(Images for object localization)
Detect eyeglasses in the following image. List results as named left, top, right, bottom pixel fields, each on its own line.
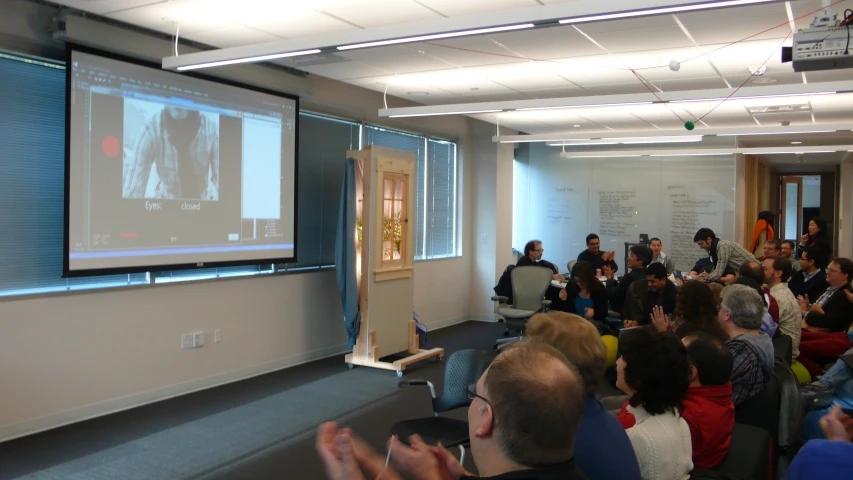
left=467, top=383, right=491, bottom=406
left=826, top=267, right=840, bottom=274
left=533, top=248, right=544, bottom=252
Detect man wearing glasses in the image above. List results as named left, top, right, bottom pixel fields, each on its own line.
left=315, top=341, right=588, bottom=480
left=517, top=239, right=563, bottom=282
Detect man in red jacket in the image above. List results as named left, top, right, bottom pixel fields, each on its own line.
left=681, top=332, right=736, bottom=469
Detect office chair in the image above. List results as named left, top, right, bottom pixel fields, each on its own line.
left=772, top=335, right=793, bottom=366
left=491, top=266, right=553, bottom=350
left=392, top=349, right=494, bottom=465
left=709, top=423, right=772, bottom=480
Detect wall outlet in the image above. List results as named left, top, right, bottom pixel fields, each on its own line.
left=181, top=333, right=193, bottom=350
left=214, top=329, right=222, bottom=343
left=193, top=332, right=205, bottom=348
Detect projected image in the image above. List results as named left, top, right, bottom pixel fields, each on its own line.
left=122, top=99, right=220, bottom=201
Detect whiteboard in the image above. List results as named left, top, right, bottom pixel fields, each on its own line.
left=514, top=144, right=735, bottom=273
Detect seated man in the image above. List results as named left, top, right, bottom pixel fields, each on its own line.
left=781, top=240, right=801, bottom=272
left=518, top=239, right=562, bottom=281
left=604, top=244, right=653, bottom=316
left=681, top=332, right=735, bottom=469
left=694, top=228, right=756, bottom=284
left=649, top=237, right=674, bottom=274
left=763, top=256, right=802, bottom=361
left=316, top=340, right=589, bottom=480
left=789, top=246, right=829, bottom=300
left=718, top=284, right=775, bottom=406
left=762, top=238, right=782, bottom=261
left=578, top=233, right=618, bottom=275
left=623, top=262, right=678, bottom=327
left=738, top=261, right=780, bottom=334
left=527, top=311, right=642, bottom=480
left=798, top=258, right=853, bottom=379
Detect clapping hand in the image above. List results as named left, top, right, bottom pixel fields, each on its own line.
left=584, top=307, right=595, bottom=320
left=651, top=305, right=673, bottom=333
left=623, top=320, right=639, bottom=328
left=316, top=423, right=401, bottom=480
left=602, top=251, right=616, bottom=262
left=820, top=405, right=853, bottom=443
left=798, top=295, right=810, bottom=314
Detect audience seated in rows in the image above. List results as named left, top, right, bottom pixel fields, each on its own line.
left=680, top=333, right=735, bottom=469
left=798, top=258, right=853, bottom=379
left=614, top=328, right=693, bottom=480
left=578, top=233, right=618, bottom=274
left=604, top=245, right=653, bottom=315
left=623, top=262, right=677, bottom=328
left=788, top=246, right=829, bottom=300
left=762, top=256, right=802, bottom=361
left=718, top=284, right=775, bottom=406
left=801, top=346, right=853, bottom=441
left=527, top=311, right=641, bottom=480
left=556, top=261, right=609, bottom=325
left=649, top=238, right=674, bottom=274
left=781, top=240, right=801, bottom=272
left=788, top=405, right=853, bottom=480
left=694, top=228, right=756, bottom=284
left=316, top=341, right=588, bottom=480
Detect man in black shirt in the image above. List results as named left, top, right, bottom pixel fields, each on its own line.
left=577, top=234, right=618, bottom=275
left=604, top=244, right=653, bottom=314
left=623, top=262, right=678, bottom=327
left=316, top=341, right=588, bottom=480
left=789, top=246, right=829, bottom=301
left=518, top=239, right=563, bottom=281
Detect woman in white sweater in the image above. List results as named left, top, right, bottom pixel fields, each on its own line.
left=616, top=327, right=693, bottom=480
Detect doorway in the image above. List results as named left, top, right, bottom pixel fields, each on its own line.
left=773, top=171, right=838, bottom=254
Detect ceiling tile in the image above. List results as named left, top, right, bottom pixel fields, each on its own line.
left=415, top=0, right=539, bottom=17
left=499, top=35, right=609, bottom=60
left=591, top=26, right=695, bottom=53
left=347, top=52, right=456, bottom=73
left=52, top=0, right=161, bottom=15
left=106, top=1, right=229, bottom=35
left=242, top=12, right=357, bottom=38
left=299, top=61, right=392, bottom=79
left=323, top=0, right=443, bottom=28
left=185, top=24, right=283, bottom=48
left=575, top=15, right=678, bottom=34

-- Requirement --
Without the pictures, give back the entries exactly.

-- Your response --
Detect eyeglasses in the following image. List results as named left, top, right, bottom pixel fields, each on its own line.
left=467, top=383, right=491, bottom=406
left=826, top=267, right=840, bottom=274
left=533, top=248, right=544, bottom=252
Detect man wearing glasses in the image above. List results as named left, top, right, bottom pixel fields, each on its own line.
left=315, top=341, right=588, bottom=480
left=517, top=239, right=563, bottom=282
Detect man in red jacket in the image above. List results as named left, top, right, bottom pixel fields, each on its own line.
left=681, top=332, right=736, bottom=469
Detect office chair in the image above. List results as named left, top, right, bottom pixel fields, each on its own line.
left=772, top=335, right=793, bottom=366
left=491, top=266, right=553, bottom=350
left=392, top=349, right=494, bottom=465
left=709, top=423, right=772, bottom=480
Detect wall outlet in the image above. List results as named left, top, right, bottom pixel fields, each on its own line.
left=181, top=333, right=193, bottom=350
left=214, top=329, right=222, bottom=343
left=193, top=332, right=205, bottom=348
Detect projected image in the image above. List results as named left, top, right, bottom pixel fields, each on its own line.
left=122, top=99, right=220, bottom=201
Detect whiteboard in the image above. List results as named left, top, right, bottom pixel fields, each on its own line.
left=514, top=144, right=735, bottom=273
Detect seated man in the image above. List results as named left, top, right, bottom pixel fields, each on its own line.
left=781, top=240, right=801, bottom=272
left=518, top=239, right=562, bottom=281
left=604, top=244, right=653, bottom=316
left=681, top=332, right=735, bottom=469
left=694, top=228, right=756, bottom=284
left=649, top=237, right=674, bottom=274
left=763, top=256, right=802, bottom=361
left=316, top=340, right=589, bottom=480
left=789, top=246, right=829, bottom=300
left=718, top=284, right=775, bottom=406
left=762, top=238, right=782, bottom=261
left=578, top=233, right=618, bottom=275
left=623, top=262, right=678, bottom=327
left=738, top=261, right=780, bottom=334
left=527, top=311, right=642, bottom=480
left=798, top=258, right=853, bottom=379
Detect clapping hand in the image above. List results as named left, top, right, bottom pixel fields, each on its own line.
left=584, top=307, right=595, bottom=320
left=651, top=305, right=673, bottom=333
left=623, top=320, right=639, bottom=328
left=316, top=423, right=401, bottom=480
left=602, top=251, right=616, bottom=262
left=820, top=405, right=853, bottom=443
left=798, top=295, right=810, bottom=314
Detect audience seated in rows in the image above. List results as named left, top, right, bottom pixel fields, each on its own line.
left=680, top=333, right=735, bottom=469
left=798, top=258, right=853, bottom=379
left=614, top=328, right=693, bottom=480
left=578, top=233, right=618, bottom=274
left=604, top=245, right=653, bottom=315
left=623, top=262, right=677, bottom=328
left=788, top=246, right=829, bottom=300
left=762, top=256, right=802, bottom=361
left=718, top=284, right=775, bottom=406
left=801, top=346, right=853, bottom=441
left=527, top=311, right=641, bottom=480
left=556, top=261, right=609, bottom=325
left=649, top=238, right=674, bottom=274
left=781, top=240, right=801, bottom=272
left=788, top=405, right=853, bottom=480
left=694, top=228, right=756, bottom=284
left=316, top=341, right=588, bottom=480
Detect man in black shirt in the image above. List results as named left, top, right, bottom pixel fields, each on its own line.
left=577, top=234, right=618, bottom=275
left=604, top=244, right=653, bottom=314
left=623, top=262, right=678, bottom=327
left=316, top=341, right=588, bottom=480
left=789, top=246, right=829, bottom=301
left=518, top=239, right=563, bottom=281
Detect woman in white sweater in the image above. List results as named left, top, right, bottom pixel fields, each on its own line.
left=616, top=327, right=693, bottom=480
Detect doorway in the image above. List results as named left, top, right, bottom pixel fields, each on its own line.
left=773, top=171, right=838, bottom=254
Detect ceiling tile in the image above. List results as named left, top, right, bottom pixel fields, each on its own line.
left=415, top=0, right=539, bottom=17
left=499, top=35, right=609, bottom=60
left=591, top=26, right=695, bottom=53
left=347, top=52, right=456, bottom=73
left=52, top=0, right=161, bottom=15
left=106, top=1, right=229, bottom=35
left=242, top=12, right=357, bottom=38
left=299, top=61, right=392, bottom=79
left=323, top=0, right=443, bottom=28
left=185, top=24, right=283, bottom=48
left=575, top=15, right=678, bottom=34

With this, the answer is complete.